The exercise -
Exactly reproduce each line of the listing that follows.

Input data -
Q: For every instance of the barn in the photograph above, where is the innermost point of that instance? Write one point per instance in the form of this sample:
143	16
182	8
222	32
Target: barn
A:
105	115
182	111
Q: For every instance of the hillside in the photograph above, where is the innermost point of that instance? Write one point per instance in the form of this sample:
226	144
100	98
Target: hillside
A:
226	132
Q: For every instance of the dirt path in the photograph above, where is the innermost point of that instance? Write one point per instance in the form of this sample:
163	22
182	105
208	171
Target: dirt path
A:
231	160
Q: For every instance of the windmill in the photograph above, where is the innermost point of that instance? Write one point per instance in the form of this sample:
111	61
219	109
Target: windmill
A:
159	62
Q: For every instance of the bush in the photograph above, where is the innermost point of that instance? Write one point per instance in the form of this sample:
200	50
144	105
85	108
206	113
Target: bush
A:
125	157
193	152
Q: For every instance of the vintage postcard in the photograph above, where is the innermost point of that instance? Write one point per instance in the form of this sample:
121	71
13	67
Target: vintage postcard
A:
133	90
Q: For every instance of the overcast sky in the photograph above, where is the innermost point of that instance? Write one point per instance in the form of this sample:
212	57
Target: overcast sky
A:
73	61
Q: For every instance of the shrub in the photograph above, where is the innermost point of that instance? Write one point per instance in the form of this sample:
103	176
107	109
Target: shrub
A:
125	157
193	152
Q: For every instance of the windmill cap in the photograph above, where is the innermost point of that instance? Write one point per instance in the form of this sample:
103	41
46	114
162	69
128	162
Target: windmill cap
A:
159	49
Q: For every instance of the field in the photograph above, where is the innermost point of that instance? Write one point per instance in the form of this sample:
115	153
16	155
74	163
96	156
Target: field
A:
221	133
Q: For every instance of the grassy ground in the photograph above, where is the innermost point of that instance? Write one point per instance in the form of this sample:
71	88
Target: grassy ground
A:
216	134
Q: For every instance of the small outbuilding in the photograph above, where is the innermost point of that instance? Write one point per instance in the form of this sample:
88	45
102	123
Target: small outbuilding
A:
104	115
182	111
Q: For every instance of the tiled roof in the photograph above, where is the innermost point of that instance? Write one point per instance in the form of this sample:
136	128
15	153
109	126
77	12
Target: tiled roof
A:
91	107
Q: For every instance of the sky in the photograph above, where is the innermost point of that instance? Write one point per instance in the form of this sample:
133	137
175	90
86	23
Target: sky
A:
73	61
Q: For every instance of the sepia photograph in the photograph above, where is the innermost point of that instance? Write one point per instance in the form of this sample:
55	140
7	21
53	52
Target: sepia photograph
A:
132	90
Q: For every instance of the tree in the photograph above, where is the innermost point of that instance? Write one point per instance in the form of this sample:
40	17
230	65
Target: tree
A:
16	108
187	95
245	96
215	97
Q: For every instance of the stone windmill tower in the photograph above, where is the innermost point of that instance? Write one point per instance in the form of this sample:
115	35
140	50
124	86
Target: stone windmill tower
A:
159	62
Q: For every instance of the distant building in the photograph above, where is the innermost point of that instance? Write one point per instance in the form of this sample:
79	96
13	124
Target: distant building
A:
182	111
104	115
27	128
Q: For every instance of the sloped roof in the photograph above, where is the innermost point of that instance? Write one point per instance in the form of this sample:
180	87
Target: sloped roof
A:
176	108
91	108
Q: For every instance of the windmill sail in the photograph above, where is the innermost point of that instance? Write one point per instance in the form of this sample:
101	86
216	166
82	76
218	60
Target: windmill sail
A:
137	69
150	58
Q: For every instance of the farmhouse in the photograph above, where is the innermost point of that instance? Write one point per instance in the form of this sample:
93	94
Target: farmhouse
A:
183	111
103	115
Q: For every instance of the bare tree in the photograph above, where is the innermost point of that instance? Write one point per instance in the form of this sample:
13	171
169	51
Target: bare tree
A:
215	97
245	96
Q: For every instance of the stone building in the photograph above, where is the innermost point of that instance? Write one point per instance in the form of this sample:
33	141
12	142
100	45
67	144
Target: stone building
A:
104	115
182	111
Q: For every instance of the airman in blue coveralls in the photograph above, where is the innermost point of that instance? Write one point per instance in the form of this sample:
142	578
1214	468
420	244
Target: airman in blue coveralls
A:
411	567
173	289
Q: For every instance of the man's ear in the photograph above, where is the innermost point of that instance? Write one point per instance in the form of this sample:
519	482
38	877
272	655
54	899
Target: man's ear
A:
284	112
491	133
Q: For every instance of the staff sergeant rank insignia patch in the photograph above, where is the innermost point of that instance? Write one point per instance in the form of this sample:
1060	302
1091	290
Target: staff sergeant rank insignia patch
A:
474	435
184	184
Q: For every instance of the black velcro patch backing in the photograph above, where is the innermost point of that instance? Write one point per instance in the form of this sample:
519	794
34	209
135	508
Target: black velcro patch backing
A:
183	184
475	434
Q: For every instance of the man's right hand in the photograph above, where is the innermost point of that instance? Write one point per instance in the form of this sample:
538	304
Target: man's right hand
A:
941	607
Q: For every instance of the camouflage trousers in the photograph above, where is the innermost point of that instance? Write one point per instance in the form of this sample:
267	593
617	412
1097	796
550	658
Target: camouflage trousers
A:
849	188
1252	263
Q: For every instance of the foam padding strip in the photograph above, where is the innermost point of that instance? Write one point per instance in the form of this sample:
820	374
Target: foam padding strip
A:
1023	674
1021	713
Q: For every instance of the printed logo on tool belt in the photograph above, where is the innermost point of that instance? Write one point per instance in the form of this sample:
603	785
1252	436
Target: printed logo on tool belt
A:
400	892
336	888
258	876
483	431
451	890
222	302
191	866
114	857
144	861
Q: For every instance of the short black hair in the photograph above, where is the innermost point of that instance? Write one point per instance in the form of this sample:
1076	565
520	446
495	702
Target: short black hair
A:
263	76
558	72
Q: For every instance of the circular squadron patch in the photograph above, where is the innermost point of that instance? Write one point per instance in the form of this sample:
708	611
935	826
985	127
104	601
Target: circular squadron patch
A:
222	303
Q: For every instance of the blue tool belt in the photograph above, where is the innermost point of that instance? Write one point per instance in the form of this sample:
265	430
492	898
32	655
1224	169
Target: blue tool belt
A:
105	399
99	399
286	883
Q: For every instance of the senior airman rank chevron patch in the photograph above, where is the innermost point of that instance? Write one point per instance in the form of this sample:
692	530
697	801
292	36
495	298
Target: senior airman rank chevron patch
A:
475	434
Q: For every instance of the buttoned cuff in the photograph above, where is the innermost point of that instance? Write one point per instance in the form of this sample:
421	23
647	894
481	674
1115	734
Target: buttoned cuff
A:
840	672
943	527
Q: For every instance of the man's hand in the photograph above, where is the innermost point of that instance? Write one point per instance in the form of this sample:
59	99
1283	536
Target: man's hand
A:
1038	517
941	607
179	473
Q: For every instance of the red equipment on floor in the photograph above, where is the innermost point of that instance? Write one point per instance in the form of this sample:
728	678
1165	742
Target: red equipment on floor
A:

Complete response -
Q: For every instance of the barn in the photograph above, where is the innermost point of that instance? Write one point per instance in the form of this sample:
143	16
182	8
222	32
Target: barn
A:
105	115
182	111
Q: For every instance of the hillside in the photograph above, where is the innermost point of that instance? Write one point per instance in the form of this sample:
226	144
100	98
Target: hillside
A:
226	132
Q: For every instance of the dirt path in the photograph above, where is the innermost point of that instance? Write one point per instance in the form of this sample:
163	22
182	105
208	171
Target: dirt path
A:
231	160
Q: For every instance of the windmill in the photograph above, where is the innermost point of that instance? Write one point per instance in the form of this sample:
111	61
219	109
Target: windmill
A:
159	62
Q: For every instance of the bush in the photograph above, where is the innermost point of that instance? Write one point per instance in the form of this sample:
200	50
144	105
85	108
206	113
Target: bush
A:
125	157
193	152
Q: For every instance of the vintage postcard in the photograph above, where is the innermost point of that instance? Write one point per instance in the form of this sample:
121	71
13	67
Target: vintage postcard
A:
133	90
Q: For every instance of the overcast sky in the photograph above, where is the innermost point of that instance? Write one point per instance in the form of this sample:
212	57
Target: overcast sky
A:
73	61
Q: For every instance of the shrub in the photograph above, where is the innermost point of that instance? Write one point per instance in the form of this sample:
103	176
107	109
Target: shrub
A:
125	157
193	152
Q: For every instance of the windmill cap in the photograph above, where is the innermost point of that instance? Write one point per instance in the form of this sample:
103	41
46	114
162	69
128	162
Target: windmill cap
A:
159	49
Q: For every instance of the field in the photograph above, where is the innermost point of that instance? Write one point per instance in the form of this sample:
115	153
16	155
74	163
96	156
Target: field
A:
221	133
Q: For every instance of the grassy ground in the photograph above, where is the innermost point of that instance? Write one point per instance in the form of this sample:
71	88
Target: grassy ground
A:
216	134
Q: For every instance of the small outbuilding in the photograph above, where is the innermost point of that instance? Write one point per instance in the form of this sample:
88	45
102	123
Target: small outbuilding
A:
104	115
182	111
Q: For every instance of the tiled roof in the photograph above, where is the innermost point of that instance? Write one point per instance in the form of this sample:
136	128
15	153
109	126
77	12
Target: tiled roof
A:
91	107
Q: For every instance of the sky in the photograph above, where is the innermost point of that instance? Write one point per instance in the form of this sample:
133	137
175	90
86	23
Target: sky
A:
73	61
Q: For every instance of the sepia photograph in the photograph above, where is the innermost point of that instance? Write one point per instance in the form of this sample:
55	140
7	21
53	52
Target: sepia photograph
A:
132	90
Q: For every instance of the tree in the photograph above, where is the innermost point of that instance? Write one point per instance in the form of this sample:
40	17
230	65
Target: tree
A:
16	108
187	95
245	96
215	97
Q: For every instance of the stone windmill tower in the photograph above, where is the innermost point of that instance? Write one point per instance in the form of this sample:
115	35
140	50
124	86
Target: stone windmill tower
A:
159	62
Q: For every instance of the distant building in the photograph above, where is the innermost point of that instance? Write one point per instance in the form of this sample:
79	96
13	124
Target: distant building
A:
182	111
104	115
27	128
Q: For every instance of the sloped roof in the photograph above, where is the innermost point of that instance? Write one point per instance in the form of this sample:
180	87
Target: sloped roof
A:
176	108
91	108
Q: For every instance of the windmill sail in the photograph above, where is the innermost point of that instance? Write one point per instance in the form of this sample:
101	86
216	166
82	76
218	60
Target: windmill sail
A:
137	69
150	58
Q: For every instance of the farmhouse in the photograph above, where is the innermost point of that instance? Write one point per instance in the form of this sample:
93	94
Target: farmhouse
A:
183	111
103	115
Q: For every instance of the bare tree in the photograph above, where is the innermost point of that instance? Write one point per instance in the form of this sample:
13	171
169	51
Target: bare tree
A:
215	97
245	96
Q: For every instance of the stone building in the photograph above, where is the innermost point of that instance? Write one point per instance in the form of this sample:
33	141
12	142
100	45
67	144
Target: stone building
A:
104	115
182	111
Q: For every instance of the airman in blue coveralls in the photograph above, where is the innermost point of that instance? Write one point per instance in the form of this sample:
142	578
1214	468
420	244
Target: airman in blue coveralls
A:
411	567
173	289
Q: For every instance of the man's ear in the photograph above, where is the innermost point of that instance? Write one point per instance in the form of this sample:
519	482
38	877
272	655
54	899
Target: man's ear
A:
284	112
491	133
Q: For every instance of the staff sergeant rank insignia patch in the photograph above, where is the innermost point of that instance? Write one point per instance in the form of this sample:
1060	302
1091	290
Target: staff sergeant rank insignia patch
A:
474	435
184	184
Q: For every instance of the black velcro patch backing in the photograph above, where is the innermost point of that instance? Write one point per instance in the form of this sample:
519	794
34	209
135	508
Target: black velcro patch backing
A:
183	184
475	434
Q: For every instance of the man's right hand in the photograph above, where is the innermost point of that instance? Write one point per instance in the form of this sample:
538	304
Target: man's right hand
A:
941	607
Q: For every instance of the camouflage trousers in the photograph above, where is the innermost point of that instance? Write one point per instance in the form of this sample:
267	593
617	412
1097	796
550	658
Target: camouflage trousers
A:
849	188
1252	263
Q: For every instance of the foam padding strip in the photograph above, where is the innermost point of that instance? Write one point per instance in the form of this sample:
820	374
Target: foam padding strip
A:
1023	674
1021	713
Q: For every instance of the printed logo on tool belt in the photograph above, where is the innermost point of that instance? Write one point per instance in the form of this sample:
603	785
1252	436
Target: printed logo on tool belt
A:
400	892
336	888
258	876
483	431
451	890
222	302
191	866
114	857
144	861
Q: For every instance of the short black hair in the photograph above, where is the innermost point of that instance? Write one point per instance in the form of this sample:
1076	565
520	446
495	702
Target: short black hair
A:
263	76
558	72
Q: For every instance of the circular squadron patch in the photograph above, where is the innermost point of that instance? Write one point per instance in the form of this sample:
708	611
935	826
985	127
104	601
Target: circular squadron patch
A:
222	303
Q: For every instance of the blue tool belt in the photograph above, where is the innermost point of that instance? Write one point per instance in the form of this sample:
265	430
492	898
32	655
1224	169
Target: blue tool belt
A:
105	399
99	399
286	883
Q: For every instance of the senior airman rank chevron patch in the photograph above, where is the innermost point of that instance? Write one point per instance in the form of this sample:
692	530
697	801
292	36
495	298
Target: senior airman rank chevron patch
A:
475	434
Q: For every instance of the buttoned cuff in the photograph above, where is the innermost point of that instance? Write one point per instance in the form of this sample:
421	23
647	894
481	674
1115	734
Target: buttoned cuff
A:
840	672
943	527
Q: For every instance of the man's hand in the photograph above, where is the innermost point of that instance? Write one point per instance in the form of this sample:
59	99
1283	536
Target: man's hand
A:
1038	517
941	607
179	473
Q: For every instance of the red equipment on floor in the photograph above, where is the innermost point of that instance? Write one point per instance in the form of this sample:
728	678
1165	742
Target: red equipment on floor
A:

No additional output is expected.